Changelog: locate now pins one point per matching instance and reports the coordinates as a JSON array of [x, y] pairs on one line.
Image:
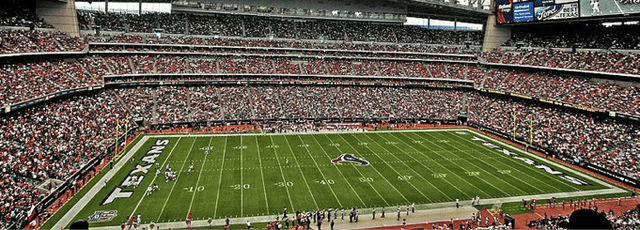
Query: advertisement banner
[[504, 13], [556, 12], [523, 12]]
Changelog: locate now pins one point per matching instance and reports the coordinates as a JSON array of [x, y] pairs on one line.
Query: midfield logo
[[348, 157], [102, 216]]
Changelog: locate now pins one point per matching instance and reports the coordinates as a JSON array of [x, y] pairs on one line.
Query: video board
[[519, 11]]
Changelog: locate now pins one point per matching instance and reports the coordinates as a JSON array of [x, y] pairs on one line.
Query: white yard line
[[176, 181], [392, 168], [470, 163], [339, 171], [539, 158], [413, 170], [301, 173], [154, 177], [125, 159], [241, 182], [199, 175], [436, 162], [262, 175], [224, 154], [361, 175], [304, 133], [516, 168], [284, 180], [374, 168]]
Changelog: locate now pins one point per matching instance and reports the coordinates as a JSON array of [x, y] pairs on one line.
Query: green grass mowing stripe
[[205, 192], [476, 182], [551, 181], [323, 177], [224, 153], [304, 177], [185, 186], [405, 175], [285, 183], [264, 188], [496, 182], [231, 187], [365, 180], [242, 179], [347, 194], [447, 180], [125, 205], [556, 181], [301, 194], [72, 202], [568, 171], [540, 184], [394, 186], [398, 181], [255, 199], [154, 177], [454, 165], [275, 184], [199, 176], [178, 176]]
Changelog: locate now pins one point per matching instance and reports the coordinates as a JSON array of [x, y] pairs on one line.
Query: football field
[[258, 175]]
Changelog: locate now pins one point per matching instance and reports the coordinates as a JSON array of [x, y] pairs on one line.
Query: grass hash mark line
[[176, 181], [340, 171], [374, 168], [321, 173], [446, 181], [282, 174], [264, 188], [199, 175], [154, 178], [301, 173], [412, 169], [224, 153], [480, 168], [537, 171]]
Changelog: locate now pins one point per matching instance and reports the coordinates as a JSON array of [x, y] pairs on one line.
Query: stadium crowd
[[23, 80], [53, 140], [581, 36], [262, 27]]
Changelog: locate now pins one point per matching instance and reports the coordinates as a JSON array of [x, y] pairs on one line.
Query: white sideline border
[[73, 212], [68, 217]]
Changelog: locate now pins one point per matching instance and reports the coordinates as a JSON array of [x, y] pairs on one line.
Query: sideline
[[77, 207], [430, 208]]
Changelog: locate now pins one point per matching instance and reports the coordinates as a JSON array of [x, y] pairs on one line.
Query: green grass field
[[248, 175]]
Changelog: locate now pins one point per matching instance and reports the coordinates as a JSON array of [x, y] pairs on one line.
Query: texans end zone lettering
[[102, 216], [138, 173], [531, 162], [348, 157]]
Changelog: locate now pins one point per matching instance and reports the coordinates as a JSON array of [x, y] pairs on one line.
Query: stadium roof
[[440, 9]]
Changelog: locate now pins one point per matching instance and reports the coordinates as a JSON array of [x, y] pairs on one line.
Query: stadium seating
[[55, 138]]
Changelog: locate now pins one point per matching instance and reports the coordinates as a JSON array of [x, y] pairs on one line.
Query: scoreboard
[[522, 11]]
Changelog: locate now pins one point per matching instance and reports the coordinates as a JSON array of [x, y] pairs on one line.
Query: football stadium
[[328, 114]]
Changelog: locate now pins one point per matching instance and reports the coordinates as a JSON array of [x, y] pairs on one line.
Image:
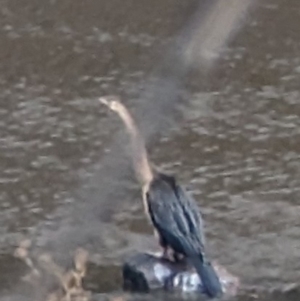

____________________

What to do
Switch each "Query" in the entries above to "Target" and reproduce all the entries with no other change. Leave the pictures out of the copy.

Expected output
Changelog: locate now pins one point per matching instance and reports the coordinates as a JSON array of [x, y] pairs on one line.
Image:
Target: advertisement banner
[[504, 13], [556, 12], [523, 12]]
Changelog: locate now pins one point per matching instance and reports the coordinates as a JSON array of [x, y] pairs on one line.
Target: midfield logo
[[348, 157], [102, 216]]
Changelog: locate now pins one point per matching instance and reports the coordinates as a JSON array of [x, y] pairs on one line.
Target: video board
[[519, 11]]
Changelog: locate now pins one point per matching instance and reports the coordinates as a JSON array of [x, y] pairs on one line.
Target: white yard line
[[176, 181], [392, 168], [470, 163], [339, 171], [539, 158], [413, 170], [301, 173], [154, 177], [125, 159], [241, 182], [199, 175], [436, 162], [262, 175], [224, 154], [361, 175], [304, 133], [516, 168], [284, 180], [374, 168]]
Changelog: locate now pins one point per matching instance and reports the coordinates as a JSON array of [x, y] pairs on one line.
Target: green grass mowing stripe
[[205, 192], [476, 182], [551, 181], [323, 177], [224, 153], [304, 177], [185, 186], [405, 175], [285, 183], [264, 188], [496, 182], [231, 187], [365, 180], [242, 179], [347, 194], [447, 180], [125, 205], [556, 181], [301, 194], [72, 202], [568, 171], [540, 184], [394, 186], [398, 181], [255, 199], [154, 177], [454, 165], [275, 184], [199, 176], [178, 176]]
Changelog: locate now pins one point per matching instance and reports the coordinates as a JSON array of [x, y] pairs on one line.
Target: football field
[[258, 175]]
Changelog: locate now pins one point per matching instance and reports the coordinates as a JSON array of [x, y] pairs on one line.
Target: grass hash mark line
[[176, 181], [340, 171], [374, 168], [321, 173], [446, 181], [282, 174], [264, 188], [199, 175], [154, 178], [301, 173], [412, 169], [224, 153], [480, 168], [537, 171]]
Changelog: locate now pins one point per matching instance and reports the coordinates as a JSON array of [x, y] pairs on one line.
Target: stadium crowd
[[23, 80], [53, 140], [581, 36], [262, 27]]
Changelog: locate now pins one point per matching instance and reports the coordinates as a JSON array of [x, y] pairs on one line.
Target: white sideline border
[[73, 212], [68, 217]]
Changelog: locate now pins one point per matching instance and reports the coordinates as a JSON array of [x, y] pairs on one line.
Target: sideline
[[77, 207], [430, 208]]
Changelog: locate now pins one point per matching instance and reports the coordinates as a JSON array of [x, y] pairs on one line.
Target: green grass field
[[248, 175]]
Changelog: locate now pins one point per matching instance and reports the coordinates as a JSON array of [x, y] pairs on one line.
Target: texans end zone lettering
[[102, 216], [138, 173], [531, 162], [348, 157]]
Changelog: locate now pins one point per matching instance and reports the coordinates as a JSON array of [x, y] pairs on one line.
Target: stadium roof
[[440, 9]]
Changelog: locate now pins one point per matching instance and reports the coordinates as a JSON array of [x, y] pairs on one line.
Target: stadium seating
[[55, 138]]
Changelog: locate now pins one point per matching instance and reports the coordinates as a JSON array of [x, y] pairs on one line.
Target: scoreboard
[[522, 11]]
Changelog: locate now pins one point per matching instance and reports the coordinates as a JSON array of [x, y] pairs on one line.
Target: football stadium
[[328, 114]]
Changelog: locate now pins one point per matching instance and reports the coordinates as a JSON array of [x, y] pairs on one line.
Image:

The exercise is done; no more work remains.